____ LESETEXT

Im Juni 2024 wurde bereits der erste Gesetzesentwurf veröffentlicht, worauf der zweite nun im Juli mit dem Steuerfortentwicklungsgesetz folgte. Grund dafür ist, dass durch das erste Jahressteuergesetz 2024 nicht alle notwendigen oder gewünschten Änderungen abgedeckt wurden.
Inhaltliche Unterschiede:
Nachfolgend werden die Steueränderungen beider Gesetzesentwürfe nach unterschiedlichen Zielgruppen sortiert erläutert.
Steueränderungen für alle Steuerzahler:innen
Grundfreibetrag, Steuertarif und Soli
Um die Einkommensteuerbelastung der deutschen Steuerzahler:innen zu reduzieren, wird der Grundfreibetrag künftig deutlich erhöht:
- Rückwirkend ab 2024: 11.784 Euro (+ 180 Euro) für Singles
- Ab 2025: 12.084 Euro (+ 300 Euro) für Singles
- Ab 2026: 12.336 Euro (+252 Euro) für Singles
Außerdem werden die Schwellenwerte des Steuertarifs um 2,5 % nach rechts verschoben, wodurch der Spitzensteuersatz von 42 % erst ab einem zu versteuernden Jahreseinkommen von 68.430 Euro (2025) bzw. ab einem zu versteuernden Einkommen von 69.799 Euro (2026) greift.
Auch die Freigrenzen des Solidaritätszuschlags sollen angepasst werden.

________
____ DATEN ZUR AUFGABE

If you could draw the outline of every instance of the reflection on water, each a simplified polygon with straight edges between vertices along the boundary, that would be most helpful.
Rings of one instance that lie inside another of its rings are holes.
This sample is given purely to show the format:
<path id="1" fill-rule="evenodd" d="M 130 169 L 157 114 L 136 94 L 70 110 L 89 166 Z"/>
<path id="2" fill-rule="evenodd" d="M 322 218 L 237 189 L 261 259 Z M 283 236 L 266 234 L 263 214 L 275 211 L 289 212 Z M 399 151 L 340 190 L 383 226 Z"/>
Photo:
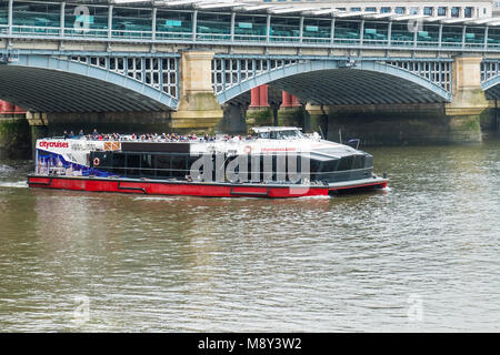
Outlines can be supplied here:
<path id="1" fill-rule="evenodd" d="M 367 150 L 390 189 L 328 199 L 37 190 L 0 162 L 0 329 L 498 332 L 500 142 Z"/>

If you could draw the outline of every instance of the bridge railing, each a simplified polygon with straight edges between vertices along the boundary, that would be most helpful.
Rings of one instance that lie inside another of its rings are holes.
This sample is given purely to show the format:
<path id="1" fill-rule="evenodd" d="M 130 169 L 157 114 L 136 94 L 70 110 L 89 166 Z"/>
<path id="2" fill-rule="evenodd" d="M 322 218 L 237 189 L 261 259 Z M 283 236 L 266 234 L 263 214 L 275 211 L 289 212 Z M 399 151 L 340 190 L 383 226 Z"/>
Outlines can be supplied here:
<path id="1" fill-rule="evenodd" d="M 42 9 L 40 3 L 46 3 L 47 7 Z M 491 26 L 432 21 L 412 29 L 408 21 L 390 19 L 314 18 L 309 14 L 251 12 L 231 14 L 228 11 L 139 7 L 132 7 L 130 11 L 127 6 L 113 8 L 102 4 L 86 7 L 90 9 L 90 14 L 81 16 L 76 14 L 78 8 L 50 1 L 9 2 L 8 8 L 6 6 L 0 9 L 0 37 L 477 52 L 500 50 L 500 21 Z"/>

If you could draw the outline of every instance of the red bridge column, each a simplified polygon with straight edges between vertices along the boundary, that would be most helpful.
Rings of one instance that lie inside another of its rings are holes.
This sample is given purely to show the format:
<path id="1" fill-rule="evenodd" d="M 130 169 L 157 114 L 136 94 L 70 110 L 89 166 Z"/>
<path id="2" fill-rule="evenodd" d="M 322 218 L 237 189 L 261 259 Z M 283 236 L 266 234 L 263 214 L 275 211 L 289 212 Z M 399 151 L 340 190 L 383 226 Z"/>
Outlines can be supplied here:
<path id="1" fill-rule="evenodd" d="M 251 90 L 250 105 L 246 113 L 247 128 L 272 125 L 273 115 L 269 105 L 268 85 L 262 84 Z"/>
<path id="2" fill-rule="evenodd" d="M 303 108 L 296 95 L 282 91 L 282 102 L 278 110 L 278 125 L 304 128 Z"/>

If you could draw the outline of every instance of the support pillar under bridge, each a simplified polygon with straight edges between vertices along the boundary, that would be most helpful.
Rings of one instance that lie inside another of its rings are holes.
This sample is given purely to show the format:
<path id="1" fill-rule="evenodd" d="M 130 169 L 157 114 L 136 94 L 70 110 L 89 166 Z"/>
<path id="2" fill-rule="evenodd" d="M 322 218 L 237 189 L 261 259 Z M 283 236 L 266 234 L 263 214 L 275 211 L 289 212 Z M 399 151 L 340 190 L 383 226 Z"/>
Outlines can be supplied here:
<path id="1" fill-rule="evenodd" d="M 311 130 L 332 141 L 360 139 L 366 145 L 478 143 L 489 103 L 481 87 L 481 57 L 460 55 L 452 65 L 447 103 L 311 105 Z"/>

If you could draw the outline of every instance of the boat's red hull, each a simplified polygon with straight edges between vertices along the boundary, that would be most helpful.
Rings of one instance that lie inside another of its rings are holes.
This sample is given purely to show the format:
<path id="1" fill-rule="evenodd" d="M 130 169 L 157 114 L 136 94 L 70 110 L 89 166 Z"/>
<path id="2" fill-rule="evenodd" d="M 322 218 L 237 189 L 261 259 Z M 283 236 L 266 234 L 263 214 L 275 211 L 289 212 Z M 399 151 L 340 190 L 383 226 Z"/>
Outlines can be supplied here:
<path id="1" fill-rule="evenodd" d="M 288 185 L 231 185 L 221 183 L 189 183 L 156 180 L 119 180 L 103 178 L 28 176 L 30 187 L 74 190 L 89 192 L 121 192 L 150 195 L 191 195 L 211 197 L 298 197 L 328 195 L 332 192 L 359 189 L 383 189 L 387 180 L 352 182 L 342 186 L 294 187 Z"/>

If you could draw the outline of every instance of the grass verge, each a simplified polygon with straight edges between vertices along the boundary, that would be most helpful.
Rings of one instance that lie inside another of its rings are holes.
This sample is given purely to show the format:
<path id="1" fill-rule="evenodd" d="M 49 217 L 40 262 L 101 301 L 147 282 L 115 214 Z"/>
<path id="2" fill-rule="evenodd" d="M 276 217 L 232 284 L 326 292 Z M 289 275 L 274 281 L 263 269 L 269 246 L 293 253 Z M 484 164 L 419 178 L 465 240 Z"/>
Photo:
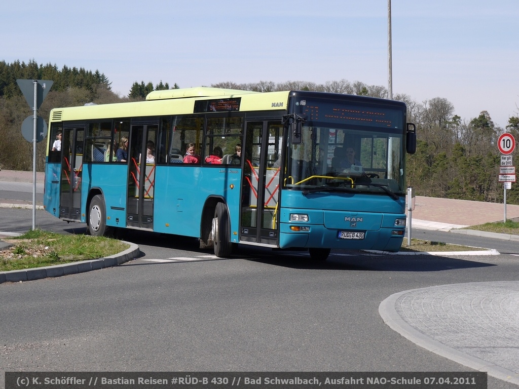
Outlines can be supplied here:
<path id="1" fill-rule="evenodd" d="M 63 235 L 39 229 L 4 241 L 12 246 L 0 251 L 0 271 L 104 258 L 129 247 L 127 243 L 115 239 Z"/>
<path id="2" fill-rule="evenodd" d="M 464 229 L 486 231 L 488 232 L 497 232 L 509 235 L 519 235 L 519 222 L 507 220 L 506 222 L 499 221 L 494 223 L 485 223 L 477 226 L 471 226 Z"/>
<path id="3" fill-rule="evenodd" d="M 447 252 L 447 251 L 479 251 L 481 249 L 478 247 L 471 247 L 469 246 L 461 246 L 450 243 L 443 243 L 441 242 L 431 242 L 421 239 L 411 239 L 411 245 L 407 245 L 407 240 L 404 239 L 402 242 L 400 251 L 419 251 L 419 252 Z"/>

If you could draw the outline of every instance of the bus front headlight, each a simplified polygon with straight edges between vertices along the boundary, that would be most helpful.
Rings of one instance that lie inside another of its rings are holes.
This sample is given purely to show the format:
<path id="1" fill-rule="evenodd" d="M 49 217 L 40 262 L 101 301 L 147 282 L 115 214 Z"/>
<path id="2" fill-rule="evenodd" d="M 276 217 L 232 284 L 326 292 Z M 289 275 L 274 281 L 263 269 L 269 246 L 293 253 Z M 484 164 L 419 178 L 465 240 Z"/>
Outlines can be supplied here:
<path id="1" fill-rule="evenodd" d="M 395 227 L 405 227 L 405 219 L 396 219 L 394 221 Z"/>
<path id="2" fill-rule="evenodd" d="M 308 215 L 301 213 L 290 214 L 291 221 L 308 221 Z"/>

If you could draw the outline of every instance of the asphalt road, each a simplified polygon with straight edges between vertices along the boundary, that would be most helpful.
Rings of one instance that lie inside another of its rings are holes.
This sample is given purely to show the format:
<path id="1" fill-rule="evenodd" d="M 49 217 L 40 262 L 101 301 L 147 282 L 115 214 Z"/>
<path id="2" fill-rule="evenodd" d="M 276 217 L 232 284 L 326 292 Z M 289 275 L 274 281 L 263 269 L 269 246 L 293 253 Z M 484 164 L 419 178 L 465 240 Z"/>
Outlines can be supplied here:
<path id="1" fill-rule="evenodd" d="M 31 218 L 31 210 L 0 209 L 0 230 L 26 231 Z M 36 224 L 85 228 L 40 211 Z M 2 371 L 472 371 L 403 337 L 379 306 L 403 290 L 519 276 L 509 254 L 336 252 L 317 264 L 301 253 L 242 248 L 217 259 L 194 240 L 136 231 L 125 239 L 142 257 L 0 285 Z M 488 387 L 517 386 L 489 377 Z"/>

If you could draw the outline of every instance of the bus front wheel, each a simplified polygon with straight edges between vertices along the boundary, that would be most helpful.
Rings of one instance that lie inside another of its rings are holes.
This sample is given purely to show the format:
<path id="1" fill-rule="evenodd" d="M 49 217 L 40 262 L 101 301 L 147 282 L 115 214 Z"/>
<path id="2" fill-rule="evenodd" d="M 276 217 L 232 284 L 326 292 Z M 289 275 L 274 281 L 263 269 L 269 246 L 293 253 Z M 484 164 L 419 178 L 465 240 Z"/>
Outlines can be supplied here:
<path id="1" fill-rule="evenodd" d="M 88 212 L 88 232 L 93 237 L 102 237 L 107 232 L 106 211 L 101 195 L 92 198 Z"/>
<path id="2" fill-rule="evenodd" d="M 229 242 L 229 215 L 223 203 L 218 203 L 214 209 L 212 229 L 214 255 L 218 258 L 228 257 L 232 252 L 233 245 Z"/>
<path id="3" fill-rule="evenodd" d="M 308 249 L 310 257 L 315 261 L 325 261 L 330 255 L 329 248 L 316 248 L 311 247 Z"/>

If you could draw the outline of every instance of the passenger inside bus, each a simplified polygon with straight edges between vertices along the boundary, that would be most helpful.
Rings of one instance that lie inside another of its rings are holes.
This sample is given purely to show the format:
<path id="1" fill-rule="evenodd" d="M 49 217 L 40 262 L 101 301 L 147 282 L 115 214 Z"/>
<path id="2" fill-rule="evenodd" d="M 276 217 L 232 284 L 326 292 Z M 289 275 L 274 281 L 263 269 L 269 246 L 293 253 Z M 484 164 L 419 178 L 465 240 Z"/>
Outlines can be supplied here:
<path id="1" fill-rule="evenodd" d="M 56 134 L 56 140 L 52 144 L 53 151 L 61 151 L 61 136 L 62 133 L 61 131 L 58 131 L 58 133 Z"/>
<path id="2" fill-rule="evenodd" d="M 234 148 L 234 155 L 230 160 L 230 164 L 241 164 L 241 145 L 238 144 Z"/>
<path id="3" fill-rule="evenodd" d="M 224 153 L 222 150 L 222 148 L 219 146 L 217 146 L 213 150 L 213 154 L 206 157 L 206 163 L 212 164 L 222 163 L 222 159 Z"/>
<path id="4" fill-rule="evenodd" d="M 106 148 L 106 151 L 104 152 L 104 161 L 108 162 L 111 159 L 112 161 L 117 161 L 117 157 L 115 155 L 115 152 L 117 150 L 117 143 L 114 140 L 112 143 L 112 146 L 111 147 L 110 145 L 108 144 L 108 147 Z M 110 154 L 112 154 L 111 156 Z"/>
<path id="5" fill-rule="evenodd" d="M 128 159 L 128 136 L 121 138 L 121 147 L 117 149 L 117 161 L 118 162 L 126 162 Z"/>
<path id="6" fill-rule="evenodd" d="M 184 156 L 184 163 L 198 163 L 200 156 L 195 154 L 195 144 L 189 143 L 186 148 L 186 155 Z"/>

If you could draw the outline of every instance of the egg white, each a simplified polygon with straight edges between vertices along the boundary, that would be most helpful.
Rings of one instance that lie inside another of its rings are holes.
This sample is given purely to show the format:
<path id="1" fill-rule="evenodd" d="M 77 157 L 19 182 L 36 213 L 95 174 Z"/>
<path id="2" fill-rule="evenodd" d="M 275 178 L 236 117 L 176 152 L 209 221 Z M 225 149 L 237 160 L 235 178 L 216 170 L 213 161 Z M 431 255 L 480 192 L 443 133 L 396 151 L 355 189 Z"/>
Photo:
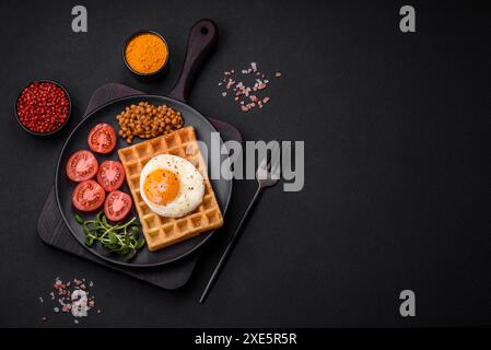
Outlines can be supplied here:
<path id="1" fill-rule="evenodd" d="M 179 192 L 171 202 L 162 206 L 147 198 L 143 190 L 145 178 L 156 170 L 166 170 L 176 174 Z M 152 158 L 140 174 L 140 194 L 150 210 L 165 218 L 182 218 L 194 211 L 201 203 L 204 195 L 203 177 L 189 161 L 171 154 Z"/>

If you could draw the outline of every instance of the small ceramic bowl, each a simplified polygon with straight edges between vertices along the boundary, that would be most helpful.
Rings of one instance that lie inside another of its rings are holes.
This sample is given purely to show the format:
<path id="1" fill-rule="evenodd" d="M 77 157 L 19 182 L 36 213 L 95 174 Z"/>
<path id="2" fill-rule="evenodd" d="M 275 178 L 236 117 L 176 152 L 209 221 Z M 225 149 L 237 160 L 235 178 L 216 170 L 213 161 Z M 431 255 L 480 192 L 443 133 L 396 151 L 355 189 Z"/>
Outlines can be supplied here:
<path id="1" fill-rule="evenodd" d="M 58 129 L 49 131 L 49 132 L 36 132 L 36 131 L 33 131 L 33 130 L 28 129 L 25 125 L 23 125 L 21 122 L 21 120 L 19 120 L 19 113 L 17 113 L 19 98 L 21 97 L 22 92 L 24 91 L 24 89 L 26 89 L 27 86 L 30 86 L 33 83 L 51 83 L 51 84 L 57 85 L 58 88 L 60 88 L 65 92 L 65 95 L 68 98 L 68 114 L 67 114 L 67 118 L 65 119 L 65 122 L 62 125 L 60 125 Z M 27 85 L 22 88 L 21 92 L 17 94 L 17 97 L 15 98 L 15 102 L 14 102 L 14 114 L 15 114 L 15 120 L 17 120 L 19 125 L 25 131 L 27 131 L 28 133 L 34 135 L 34 136 L 51 136 L 51 135 L 55 135 L 55 133 L 59 132 L 68 124 L 68 119 L 70 119 L 70 115 L 71 115 L 71 98 L 70 98 L 70 94 L 68 93 L 67 89 L 63 88 L 63 85 L 61 85 L 59 82 L 56 82 L 54 80 L 42 79 L 42 80 L 32 81 Z"/>
<path id="2" fill-rule="evenodd" d="M 132 38 L 135 38 L 138 35 L 141 34 L 153 34 L 156 35 L 159 38 L 162 39 L 162 42 L 164 43 L 165 47 L 167 48 L 167 57 L 165 58 L 164 63 L 162 65 L 162 67 L 153 72 L 153 73 L 142 73 L 139 71 L 136 71 L 131 68 L 131 66 L 128 63 L 127 59 L 126 59 L 126 47 L 128 46 L 128 44 L 131 42 Z M 128 70 L 138 79 L 140 80 L 153 80 L 155 78 L 159 78 L 162 75 L 162 73 L 166 70 L 167 66 L 168 66 L 168 58 L 171 57 L 171 49 L 168 47 L 167 42 L 164 39 L 164 37 L 162 35 L 160 35 L 159 33 L 154 32 L 154 31 L 149 31 L 149 30 L 142 30 L 142 31 L 138 31 L 133 34 L 131 34 L 126 40 L 125 44 L 122 45 L 122 61 L 125 62 L 126 68 L 128 68 Z"/>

________

DEINE AUFGABEN:
(a) Wandle die Datensätze vom Anfang bis einschließlich der Zeile mit „491 26 L 432“ in eine zweispaltige CSV mit den Spalten eingabe und ausgabe um: pro Anliegen eine Zeile mit dessen Text und dessen Antwort, jeweils in einem Feld in Anführungszeichen und mit Leerzeichen statt Zeilenumbrüchen. Lass die Bilder dabei weg.
(b) Schreib den Lesetext über die Steueränderungen weiter, und zwar im Anschluss an seinen letzten Satz.

ANTWORTEN:
(a)
eingabe,ausgabe
"If you could draw the outline of every instance of the reflection on water, each a simplified polygon with straight edges between vertices along the boundary, that would be most helpful. Rings of one instance that lie inside another of its rings are holes. This sample is given purely to show the format: <path id=""1"" fill-rule=""evenodd"" d=""M 130 169 L 157 114 L 136 94 L 70 110 L 89 166 Z""/> <path id=""2"" fill-rule=""evenodd"" d=""M 322 218 L 237 189 L 261 259 Z M 283 236 L 266 234 L 263 214 L 275 211 L 289 212 Z M 399 151 L 340 190 L 383 226 Z""/> Photo: Outlines can be supplied here:","<path id=""1"" fill-rule=""evenodd"" d=""M 367 150 L 390 189 L 328 199 L 37 190 L 0 162 L 0 329 L 498 332 L 500 142 Z""/>"
"If you could draw the outline of every instance of the bridge railing, each a simplified polygon with straight edges between vertices along the boundary, that would be most helpful. Rings of one instance that lie inside another of its rings are holes. This sample is given purely to show the format: <path id=""1"" fill-rule=""evenodd"" d=""M 130 169 L 157 114 L 136 94 L 70 110 L 89 166 Z""/> <path id=""2"" fill-rule=""evenodd"" d=""M 322 218 L 237 189 L 261 259 Z M 283 236 L 266 234 L 263 214 L 275 211 L 289 212 Z M 399 151 L 340 190 L 383 226 Z""/> Outlines can be supplied here:","<path id=""1"" fill-rule=""evenodd"" d=""M 42 9 L 40 3 L 46 3 L 47 7 Z M 491 26 L 432 21 L 412 29 L 408 21 L 390 19 L 314 18 L 309 14 L 251 12 L 231 14 L 228 11 L 139 7 L 132 7 L 130 11 L 127 6 L 113 8 L 102 4 L 86 7 L 90 9 L 90 14 L 81 16 L 76 14 L 78 8 L 50 1 L 9 2 L 8 8 L 6 6 L 0 9 L 0 37 L 477 52 L 500 50 L 500 21 Z""/>"

(b)
Pauschalbesteuerung von Mobilitätsbudgets
Für bestimmte Sachbezüge kann der Arbeitgeber bereits die Lohnsteuer für die Angestellten übernehmen und mit einem Pauschsteuersatz von 25 % besteuern. Mit der Einführung eines sogenannten „Mobilitätsbudgets“ haben Arbeitgeber zukünftig die Möglichkeit, pauschal eine Lohnsteuer von 25 % für Sachbezüge oder Zuschüsse für moderne Fortbewegungsmöglichkeiten zur Nutzung im außerdienstlichen Bereich zu erheben.
Voraussetzung ist, dass
- das Mobilitätsbudget zusätzlich zum ohnehin geschuldeten Arbeitslohn gewährt wird.
- es sich um eine außerdienstliche Mobilitätsnutzung handelt.
- der Höchstbetrag von 2.400 Euro eingehalten wird.
- es sich um eine kurzfristige, gelegentliche und bedarfsgerechte Bereitstellung von Mobilitätsformen handelt und nicht um dauerhafte und nicht nur gelegentliche Nutzung von Kraftfahrzeugen handelt.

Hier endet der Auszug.